### Exercices à réaliser
1. Transcrivez sans rien modifier le passage du texte sur le contrôle aérien européen qui commence aux mots « En Europe, quelque » et se termine après « 20 prochaines années. ».
2. Prolongez le texte sur le contrôle aérien européen en reprenant juste après sa dernière phrase.

### Texte

+++++

Le 11 juin 2013, la Commission européenne a publié un train de mesures qu’elle voudrait voir prises "pour accélérer la réforme du système européen de contrôle de la circulation aérienne".
La Commission craint, vues les prévisions selon lesquelles le nombre de vols devrait augmenter de 50 % au cours des 10 à 20 prochaines années, une pénurie de capacités dans le domaine du contrôle aérien. Selon elle, "la fragmentation de l’espace aérien européen entraîne chaque année des surcoûts de l’ordre de 5 milliards d’euros pour les compagnies aériennes et leurs clients".
En Europe, quelque 440 aéroports de l’Union européenne accueillent environ 800 millions de passagers par an. Chaque jour, 27 000 vols contrôlés se croisent dans le ciel européen, soit 9 millions par an. 80 % de ces vols sont exploités au sein de l’Union européenne. Le trafic aérien devrait, dans des conditions économiques normales, augmenter de 3 % de croissance par an, le nombre de vols augmenter de 50 % au cours des 10 à 20 prochaines années.

+++++

### Entrées répertoriées
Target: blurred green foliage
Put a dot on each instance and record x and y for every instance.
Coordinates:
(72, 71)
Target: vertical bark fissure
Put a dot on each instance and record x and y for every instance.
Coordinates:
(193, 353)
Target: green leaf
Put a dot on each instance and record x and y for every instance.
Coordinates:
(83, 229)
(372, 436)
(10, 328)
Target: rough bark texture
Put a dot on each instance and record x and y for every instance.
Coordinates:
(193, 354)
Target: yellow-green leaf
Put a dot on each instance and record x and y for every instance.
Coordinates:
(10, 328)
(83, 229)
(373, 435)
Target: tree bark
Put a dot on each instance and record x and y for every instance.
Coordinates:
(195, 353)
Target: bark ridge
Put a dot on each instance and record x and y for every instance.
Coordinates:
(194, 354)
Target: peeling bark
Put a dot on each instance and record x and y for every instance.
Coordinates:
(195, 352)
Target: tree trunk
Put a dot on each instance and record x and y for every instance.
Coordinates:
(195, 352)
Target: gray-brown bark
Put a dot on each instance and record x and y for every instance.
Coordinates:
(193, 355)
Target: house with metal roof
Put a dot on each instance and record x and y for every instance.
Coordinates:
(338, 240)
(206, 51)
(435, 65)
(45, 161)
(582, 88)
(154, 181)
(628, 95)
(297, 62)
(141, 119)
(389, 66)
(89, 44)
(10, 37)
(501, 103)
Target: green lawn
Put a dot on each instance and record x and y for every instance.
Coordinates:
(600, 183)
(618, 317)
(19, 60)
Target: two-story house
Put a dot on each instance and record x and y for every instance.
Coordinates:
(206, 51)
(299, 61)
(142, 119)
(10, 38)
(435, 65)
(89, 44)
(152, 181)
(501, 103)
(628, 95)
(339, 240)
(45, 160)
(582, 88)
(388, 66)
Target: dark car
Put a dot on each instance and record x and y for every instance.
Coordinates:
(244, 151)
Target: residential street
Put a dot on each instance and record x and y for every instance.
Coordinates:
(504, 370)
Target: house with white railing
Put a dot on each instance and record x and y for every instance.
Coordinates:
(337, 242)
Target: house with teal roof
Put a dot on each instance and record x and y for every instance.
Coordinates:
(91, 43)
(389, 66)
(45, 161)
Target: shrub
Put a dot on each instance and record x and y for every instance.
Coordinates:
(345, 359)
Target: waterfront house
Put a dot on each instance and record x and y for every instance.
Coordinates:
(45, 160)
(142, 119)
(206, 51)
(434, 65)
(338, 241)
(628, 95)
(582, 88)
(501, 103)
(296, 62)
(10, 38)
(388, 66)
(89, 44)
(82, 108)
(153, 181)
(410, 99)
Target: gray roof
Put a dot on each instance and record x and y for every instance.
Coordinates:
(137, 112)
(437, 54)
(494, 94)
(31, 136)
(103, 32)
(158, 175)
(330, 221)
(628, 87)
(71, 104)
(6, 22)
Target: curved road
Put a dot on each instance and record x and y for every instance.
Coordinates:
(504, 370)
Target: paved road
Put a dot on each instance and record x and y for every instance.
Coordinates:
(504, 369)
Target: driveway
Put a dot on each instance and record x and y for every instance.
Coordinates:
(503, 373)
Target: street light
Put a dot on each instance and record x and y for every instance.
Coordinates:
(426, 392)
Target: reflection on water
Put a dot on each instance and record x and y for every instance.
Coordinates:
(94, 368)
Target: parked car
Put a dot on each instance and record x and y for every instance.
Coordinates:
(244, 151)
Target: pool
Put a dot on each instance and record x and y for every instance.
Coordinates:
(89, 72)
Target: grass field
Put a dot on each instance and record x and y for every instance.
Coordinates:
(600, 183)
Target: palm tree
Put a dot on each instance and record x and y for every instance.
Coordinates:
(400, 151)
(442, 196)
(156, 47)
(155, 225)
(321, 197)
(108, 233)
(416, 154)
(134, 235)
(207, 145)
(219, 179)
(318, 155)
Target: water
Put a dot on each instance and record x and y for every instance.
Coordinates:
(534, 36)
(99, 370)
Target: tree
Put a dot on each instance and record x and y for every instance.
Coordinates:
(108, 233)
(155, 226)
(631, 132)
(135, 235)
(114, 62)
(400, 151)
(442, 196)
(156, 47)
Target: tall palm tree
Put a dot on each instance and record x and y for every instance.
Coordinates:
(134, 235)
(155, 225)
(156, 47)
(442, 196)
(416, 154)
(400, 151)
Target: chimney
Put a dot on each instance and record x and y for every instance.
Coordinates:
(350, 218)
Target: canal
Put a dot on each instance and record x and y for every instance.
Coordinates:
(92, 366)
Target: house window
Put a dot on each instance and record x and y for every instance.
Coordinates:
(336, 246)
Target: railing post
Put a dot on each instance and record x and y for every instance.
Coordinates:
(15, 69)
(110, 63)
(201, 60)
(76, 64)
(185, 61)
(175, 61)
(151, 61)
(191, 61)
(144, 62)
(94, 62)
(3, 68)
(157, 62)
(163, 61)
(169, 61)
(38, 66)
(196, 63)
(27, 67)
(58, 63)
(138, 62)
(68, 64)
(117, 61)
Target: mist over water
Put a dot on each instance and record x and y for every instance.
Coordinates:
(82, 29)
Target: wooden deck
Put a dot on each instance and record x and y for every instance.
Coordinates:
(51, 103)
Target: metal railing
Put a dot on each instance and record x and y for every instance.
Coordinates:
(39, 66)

+++++

### Résultats attendus
1.
En Europe, quelque 440 aéroports de l’Union européenne accueillent environ 800 millions de passagers par an. Chaque jour, 27 000 vols contrôlés se croisent dans le ciel européen, soit 9 millions par an. 80 % de ces vols sont exploités au sein de l’Union européenne. Le trafic aérien devrait, dans des conditions économiques normales, augmenter de 3 % de croissance par an, le nombre de vols augmenter de 50 % au cours des 10 à 20 prochaines années.

2.
Or, les systèmes de gestion du trafic aérien sont selon elle fragmentés et inefficaces, et « si rien n’est fait, ce sera le chaos ». Il y a 27 systèmes nationaux de contrôle de la circulation aérienne, qui fournissent des services à partir de quelque 60 centres de contrôle aérien, tandis que l’espace aérien est divisé en plus de 650 secteurs. L’espace aérien est ainsi organisé autour des frontières nationales et c’est pourquoi il arrive souvent que les vols ne puissent pas emprunter un itinéraire direct. En Europe, un avion parcourt en moyenne 42 km de plus qu’absolument nécessaire à cause de la fragmentation de l’espace aérien, ce qui entraîne un allongement de la durée de vol, des retards, ainsi qu’une consommation de carburant et des émissions de CO2 supplémentaires. De plus, dit la Commission, "les technologies actuelles de gestion du trafic aérien datent des années 1950 et sont aujourd’hui dépassées". C’est tout cela qui cause les surcoûts de 5 milliards d’euros par an qu’elle critique.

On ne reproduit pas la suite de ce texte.